◆ **Stated problem**:
Rewrite these lines, swapping "umbrella" for "parasol" and leaving everything else as it is.

◆ **Supplied material**:

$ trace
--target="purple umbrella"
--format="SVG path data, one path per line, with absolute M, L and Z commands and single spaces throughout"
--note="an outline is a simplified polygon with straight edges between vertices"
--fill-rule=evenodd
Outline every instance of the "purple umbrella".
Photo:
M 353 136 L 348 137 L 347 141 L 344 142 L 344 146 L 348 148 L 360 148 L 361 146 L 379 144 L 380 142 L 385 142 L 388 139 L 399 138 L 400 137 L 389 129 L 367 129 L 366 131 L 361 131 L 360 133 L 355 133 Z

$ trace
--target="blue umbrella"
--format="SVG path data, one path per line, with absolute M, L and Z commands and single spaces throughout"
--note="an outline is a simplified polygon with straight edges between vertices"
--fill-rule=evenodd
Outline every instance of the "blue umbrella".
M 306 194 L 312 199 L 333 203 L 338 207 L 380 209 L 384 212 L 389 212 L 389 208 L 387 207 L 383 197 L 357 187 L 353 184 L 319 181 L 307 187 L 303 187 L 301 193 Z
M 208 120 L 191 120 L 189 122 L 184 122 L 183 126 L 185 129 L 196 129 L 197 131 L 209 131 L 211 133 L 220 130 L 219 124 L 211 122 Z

◆ **Expected answer**:
$ trace
--target="purple parasol"
--format="SVG path data, one path per line, with absolute M, L and Z commands and single spaces throughout"
--note="an outline is a simplified polygon with straight edges between vertices"
--fill-rule=evenodd
Outline every instance of the "purple parasol".
Photo:
M 353 136 L 348 137 L 347 141 L 344 142 L 344 146 L 348 148 L 360 148 L 361 146 L 379 144 L 380 142 L 385 142 L 388 139 L 399 138 L 400 137 L 389 129 L 367 129 L 366 131 L 361 131 L 360 133 L 355 133 Z

$ trace
--target="blue parasol"
--format="SVG path data, one path per line, with absolute M, L and Z commands and single spaces throughout"
--note="an outline is a simplified polygon with straight edges between vertices"
--fill-rule=evenodd
Outline every instance of the "blue parasol".
M 306 194 L 312 199 L 333 203 L 338 207 L 380 209 L 384 212 L 389 212 L 389 208 L 387 207 L 383 197 L 357 187 L 353 184 L 319 181 L 307 187 L 303 187 L 301 193 Z
M 208 120 L 191 120 L 189 122 L 184 122 L 183 126 L 185 129 L 196 129 L 197 131 L 209 131 L 211 133 L 220 130 L 219 124 L 211 122 Z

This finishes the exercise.